ASSIGNMENT
The expected output is the complete data, reproduced exactly.
# # # #
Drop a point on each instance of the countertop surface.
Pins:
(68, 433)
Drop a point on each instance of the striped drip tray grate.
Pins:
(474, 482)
# # # #
ANSWER TO THIS PROBLEM
Drop a point on each instance of the countertop surface.
Pins:
(68, 433)
Drop a point on each instance of the striped drip tray grate.
Pins:
(474, 482)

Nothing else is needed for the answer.